** Data records **
+ + + + + + +

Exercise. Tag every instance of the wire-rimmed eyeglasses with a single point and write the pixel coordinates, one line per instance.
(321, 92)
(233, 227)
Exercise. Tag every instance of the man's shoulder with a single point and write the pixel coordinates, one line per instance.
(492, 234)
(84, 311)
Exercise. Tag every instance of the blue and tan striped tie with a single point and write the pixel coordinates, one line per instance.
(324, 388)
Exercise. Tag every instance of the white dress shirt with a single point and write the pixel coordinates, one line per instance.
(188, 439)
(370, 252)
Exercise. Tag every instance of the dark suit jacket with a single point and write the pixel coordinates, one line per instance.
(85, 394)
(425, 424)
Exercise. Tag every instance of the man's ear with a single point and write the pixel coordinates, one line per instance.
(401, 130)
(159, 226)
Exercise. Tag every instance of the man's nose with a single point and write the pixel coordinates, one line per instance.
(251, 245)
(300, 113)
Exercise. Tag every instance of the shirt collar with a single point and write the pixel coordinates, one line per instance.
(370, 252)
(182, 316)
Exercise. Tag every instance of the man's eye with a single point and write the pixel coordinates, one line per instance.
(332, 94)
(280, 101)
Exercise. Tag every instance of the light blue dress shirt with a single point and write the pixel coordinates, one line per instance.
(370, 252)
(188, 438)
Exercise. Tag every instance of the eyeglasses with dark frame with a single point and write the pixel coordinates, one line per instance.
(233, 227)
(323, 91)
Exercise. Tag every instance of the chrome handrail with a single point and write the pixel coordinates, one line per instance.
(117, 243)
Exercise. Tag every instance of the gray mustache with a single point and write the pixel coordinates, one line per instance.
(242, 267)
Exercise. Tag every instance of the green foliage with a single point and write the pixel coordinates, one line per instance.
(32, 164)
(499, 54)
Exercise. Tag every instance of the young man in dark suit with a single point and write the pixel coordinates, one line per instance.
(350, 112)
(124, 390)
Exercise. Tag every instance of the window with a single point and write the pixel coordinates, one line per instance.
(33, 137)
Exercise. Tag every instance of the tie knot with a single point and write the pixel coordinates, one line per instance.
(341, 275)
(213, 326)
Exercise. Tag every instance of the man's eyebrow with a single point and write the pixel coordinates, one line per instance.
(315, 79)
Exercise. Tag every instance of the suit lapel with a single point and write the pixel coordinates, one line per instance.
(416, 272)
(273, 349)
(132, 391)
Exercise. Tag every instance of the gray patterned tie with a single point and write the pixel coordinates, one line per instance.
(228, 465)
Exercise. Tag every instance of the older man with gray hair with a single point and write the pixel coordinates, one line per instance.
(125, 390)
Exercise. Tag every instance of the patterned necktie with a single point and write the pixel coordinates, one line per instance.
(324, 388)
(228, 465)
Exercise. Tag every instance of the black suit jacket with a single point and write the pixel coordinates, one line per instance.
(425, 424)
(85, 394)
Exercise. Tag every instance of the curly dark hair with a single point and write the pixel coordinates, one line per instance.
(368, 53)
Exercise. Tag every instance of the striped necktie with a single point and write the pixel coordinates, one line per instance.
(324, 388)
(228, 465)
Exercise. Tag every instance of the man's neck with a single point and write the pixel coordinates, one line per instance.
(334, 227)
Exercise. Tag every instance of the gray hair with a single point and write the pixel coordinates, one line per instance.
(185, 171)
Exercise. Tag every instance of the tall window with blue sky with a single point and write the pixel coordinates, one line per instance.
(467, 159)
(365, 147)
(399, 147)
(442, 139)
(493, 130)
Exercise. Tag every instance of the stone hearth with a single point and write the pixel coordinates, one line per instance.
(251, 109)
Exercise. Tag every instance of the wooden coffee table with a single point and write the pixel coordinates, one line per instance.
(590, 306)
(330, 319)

+ + + + + + +

** Brief **
Recast the lines as a numbered list, beginning with the line that contains "Exercise. Tag every instance of the young" and continuing through the final line, with any blank lines left out.

** Worked answer **
1. Exercise. Tag every instance of the young man in dark suit with a single point and write the pixel coordinates, one line per instance.
2. (350, 112)
3. (124, 390)
4. Exercise. Tag every instance of the window with a single point and write the pixel coordinates, one line per instance.
5. (33, 137)
6. Exercise. Tag every instance of the tie knot with a single point and write the pixel coordinates, one line per instance.
7. (341, 275)
8. (213, 326)
9. Exercise. Tag every instance of the man's eyebrow with a single point and write the pixel coordinates, one line per instance.
10. (315, 79)
11. Exercise. Tag every instance of the suit lapel with a single point and write the pixel coordinates, one line per instance.
12. (416, 272)
13. (273, 349)
14. (132, 391)
15. Exercise. Tag every instance of the gray patterned tie with a single point and write the pixel coordinates, one line per instance.
16. (228, 465)
17. Exercise. Tag every instance of the older man with gray hair with a single point and write the pixel coordinates, one line per instance.
18. (125, 390)
19. Exercise. Tag every instance of the patterned necktie with a single point and write the pixel coordinates, one line per instance.
20. (324, 388)
21. (228, 465)
22. Exercise. Tag every instance of the black suit jacket with a single point and write the pixel coordinates, one line per instance.
23. (425, 424)
24. (85, 394)
25. Exercise. Tag every instance of the curly dark hair with a single point and write the pixel coordinates, one line per instance.
26. (368, 53)
27. Exercise. Tag every instance of the striped necktie with a single point and write the pixel coordinates, one line per instance.
28. (324, 388)
29. (228, 465)
30. Exercise. Tag every instance of the man's neck with a single point and write the pixel coordinates, one line per instance.
31. (334, 227)
32. Exercise. Tag every instance of the gray hair with a single point and write the pixel coordinates, one line per instance.
33. (185, 171)
34. Exercise. Tag every instance of the tall window with blue sky with a single point and write the pixel coordinates, one line per instance.
35. (467, 159)
36. (365, 147)
37. (399, 147)
38. (442, 139)
39. (493, 130)
40. Exercise. Tag every instance of the stone hearth with a single point and write the pixel coordinates, one line per instance.
41. (251, 109)
42. Exercise. Tag every instance of the wooden coffee table with a single point and write the pixel coordinates, one line per instance.
43. (590, 306)
44. (330, 319)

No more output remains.